> _Trecho do documento_
Resolvi reeditar um artigo que escrevi em 2005 para o Baguete acrescentando uma linha ao meu ideologímetro. Segue:
As pessoas se declaram de esquerda ou direita, mais por
afinidade do que por qualquer outra coisa. Seja por afinidade de interesses ou
afetiva, o posicionamento político é muito mais emocional do que racional: um
perfilamento simpático – ou uma rejeição antipática – a pessoas, mais do que a
ideias. Uma variante deste posicionamento diz respeito ao poder. Quem defende
quem está no poder é de direita, quem o contesta é de esquerda.
Falar em esquerda e direita condiciona um pensamento linear
em uma única dimensão. Em relação a ideias, o conceito de esquerda e direita é
bem mais complexo do que quer o senso comum. Por exemplo, de maneira geral,
considera-se uma linha em que um liberal está à esquerda de um conservador e à
direita de um socialista, com o anarquista ainda mais à esquerda. Entretanto, o
pensamento conservador tem muitas afinidades com o socialista, pela ênfase na
ordem e na segurança, enquanto o pensamento liberal converge com o anarquista
na sua valorização da liberdade individual como princípio máximo e na sua
desconfiança em
relação ao Estado.
O problema, no meu entender, é que a divisão entre esquerda
e direita se dá em vários eixos e, se pararem para avaliar, as pessoas irão se
reconhecer bem mais à direita do que admitem. Para isso desenvolvi um
ideologímetro. Marque no ideologímetro abaixo onde você se situa:
Comunidade
______________|______________ Indivíduo
Igualdade ______________|______________ Liberdade
Segurança ______________|______________ Risco
Planificação ______________|______________
Competição
Uniformidade ______________|______________ Diversidade
Ordem ______________|______________ Caos
Ideológica e politicamente, declaro-me um radical de centro,
com tendências para a direita. Muitos pensam que estou fazendo blague, pois
acham que radicalismo pressupõe posição extremada. Mas a palavra
"radical" vem de raiz. Radical é quem vai à raiz do problema. Isso
requer disposição, tempo e disciplina para refletir e analisar todos os lados
da questão, suspendendo o julgamento passional interessado. Quem se declara
comumente radical, ao contrário, adota uma posição fortemente afetiva, baseada
em sentimentos e não em análise. O radical convencional não afirma ideias,
opõe-se a pessoas ou grupos que considera diferentes de si, mais por simpatia
ou antipatia, baseadas em sentimento ou trauma, do que por raciocínio. E a raiz
de todo problema político está na paixão cega de quem defende o seu lado – no
qual supõe toda a virtude – e joga no outro lado todo vício. Isso se chama
maniqueísmo. Esta paixão é veemente. Portanto, o radical convencional é aquele
que é veemente na defesa do interesse próprio, que sempre é racionalizado como
se fosse interesse comum.

> _Linhas fornecidas_
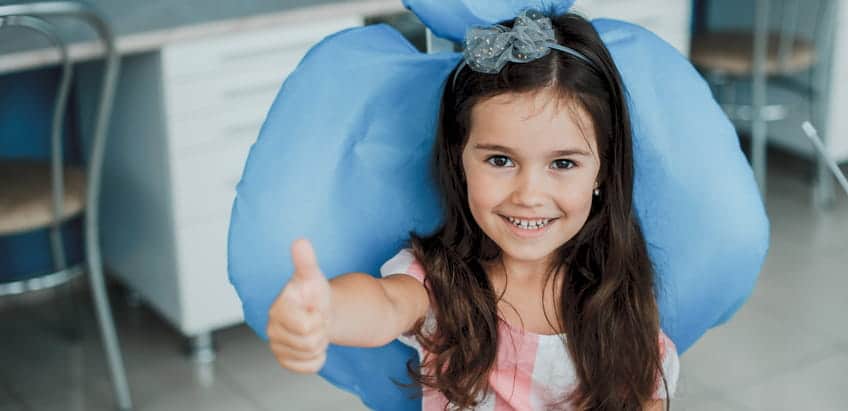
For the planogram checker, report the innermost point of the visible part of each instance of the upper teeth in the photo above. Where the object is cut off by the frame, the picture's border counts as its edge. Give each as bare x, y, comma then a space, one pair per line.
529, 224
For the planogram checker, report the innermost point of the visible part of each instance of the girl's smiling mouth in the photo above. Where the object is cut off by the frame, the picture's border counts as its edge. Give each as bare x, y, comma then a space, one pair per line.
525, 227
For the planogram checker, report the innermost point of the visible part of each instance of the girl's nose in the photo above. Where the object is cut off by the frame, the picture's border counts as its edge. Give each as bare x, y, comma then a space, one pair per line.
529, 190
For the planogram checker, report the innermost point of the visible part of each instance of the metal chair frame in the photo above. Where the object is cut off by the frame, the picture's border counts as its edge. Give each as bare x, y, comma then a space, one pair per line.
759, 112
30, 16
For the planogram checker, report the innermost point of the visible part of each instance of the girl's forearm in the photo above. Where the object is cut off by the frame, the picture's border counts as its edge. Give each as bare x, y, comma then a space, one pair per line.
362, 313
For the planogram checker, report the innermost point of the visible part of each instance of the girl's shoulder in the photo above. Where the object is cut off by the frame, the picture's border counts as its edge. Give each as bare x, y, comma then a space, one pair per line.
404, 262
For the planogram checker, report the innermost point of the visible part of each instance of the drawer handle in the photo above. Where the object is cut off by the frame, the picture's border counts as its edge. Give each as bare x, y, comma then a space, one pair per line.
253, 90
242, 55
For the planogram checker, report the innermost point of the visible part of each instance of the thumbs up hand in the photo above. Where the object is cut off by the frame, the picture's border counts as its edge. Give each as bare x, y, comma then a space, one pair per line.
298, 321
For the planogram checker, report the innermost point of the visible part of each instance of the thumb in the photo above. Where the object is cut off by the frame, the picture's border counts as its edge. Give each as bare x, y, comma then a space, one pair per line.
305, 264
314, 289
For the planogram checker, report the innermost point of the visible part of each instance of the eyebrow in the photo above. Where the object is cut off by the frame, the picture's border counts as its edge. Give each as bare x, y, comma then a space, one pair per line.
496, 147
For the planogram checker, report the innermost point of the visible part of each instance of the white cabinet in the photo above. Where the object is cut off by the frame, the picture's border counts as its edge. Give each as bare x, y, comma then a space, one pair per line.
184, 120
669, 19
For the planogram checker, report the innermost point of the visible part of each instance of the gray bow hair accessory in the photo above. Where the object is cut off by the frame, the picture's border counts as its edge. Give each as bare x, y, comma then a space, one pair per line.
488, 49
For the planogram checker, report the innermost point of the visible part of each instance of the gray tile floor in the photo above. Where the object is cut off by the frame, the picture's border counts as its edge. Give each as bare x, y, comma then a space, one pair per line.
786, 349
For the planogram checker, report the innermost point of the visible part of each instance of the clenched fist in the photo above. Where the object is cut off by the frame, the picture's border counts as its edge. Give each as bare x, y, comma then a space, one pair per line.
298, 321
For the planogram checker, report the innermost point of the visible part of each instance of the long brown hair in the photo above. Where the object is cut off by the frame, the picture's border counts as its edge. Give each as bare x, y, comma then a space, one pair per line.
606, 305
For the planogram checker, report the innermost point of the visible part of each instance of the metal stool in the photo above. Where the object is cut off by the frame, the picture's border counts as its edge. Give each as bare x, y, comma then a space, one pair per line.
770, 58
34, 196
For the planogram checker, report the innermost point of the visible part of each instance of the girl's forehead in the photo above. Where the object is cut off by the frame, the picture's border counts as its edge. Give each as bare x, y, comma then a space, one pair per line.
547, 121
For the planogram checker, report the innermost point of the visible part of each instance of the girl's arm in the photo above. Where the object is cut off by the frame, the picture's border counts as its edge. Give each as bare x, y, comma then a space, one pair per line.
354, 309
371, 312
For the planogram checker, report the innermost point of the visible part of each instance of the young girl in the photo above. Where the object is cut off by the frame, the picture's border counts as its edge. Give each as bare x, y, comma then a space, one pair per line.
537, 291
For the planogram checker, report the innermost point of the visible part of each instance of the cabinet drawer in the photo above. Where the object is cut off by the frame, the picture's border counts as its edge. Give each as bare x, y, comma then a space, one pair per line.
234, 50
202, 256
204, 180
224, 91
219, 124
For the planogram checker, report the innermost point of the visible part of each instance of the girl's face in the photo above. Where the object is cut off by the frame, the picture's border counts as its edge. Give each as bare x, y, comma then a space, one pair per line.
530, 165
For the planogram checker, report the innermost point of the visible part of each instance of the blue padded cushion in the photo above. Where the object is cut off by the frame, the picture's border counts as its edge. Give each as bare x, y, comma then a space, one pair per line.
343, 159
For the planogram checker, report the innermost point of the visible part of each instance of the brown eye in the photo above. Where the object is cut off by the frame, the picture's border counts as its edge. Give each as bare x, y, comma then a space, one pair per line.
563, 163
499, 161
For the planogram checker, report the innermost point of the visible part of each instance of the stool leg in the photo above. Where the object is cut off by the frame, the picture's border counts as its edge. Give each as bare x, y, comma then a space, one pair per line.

> _Tarefas_
a) Diga se cada afirmação a seguir está de acordo com o trecho sobre esquerda e direita, respondendo sim ou não e citando as palavras do texto que decidem a questão. (i) O pensamento conservador tem afinidades com o socialista pela ênfase na ordem e na segurança. (ii) Quem escreve se declara um radical de centro com tendências para a esquerda. (iii) A palavra "radical" vem de raiz.
b) Segundo o trecho sobre esquerda e direita, em que ano e para qual publicação o artigo foi escrito originalmente?

> _Soluções das tarefas_
a)
(i) Sim: «o pensamento conservador tem muitas afinidades com o socialista, pela ênfase na ordem e na segurança».
(ii) Não: «declaro-me um radical de centro, com tendências para a direita».
(iii) Sim: «a palavra "radical" vem de raiz».

b) Em 2005, para o Baguete.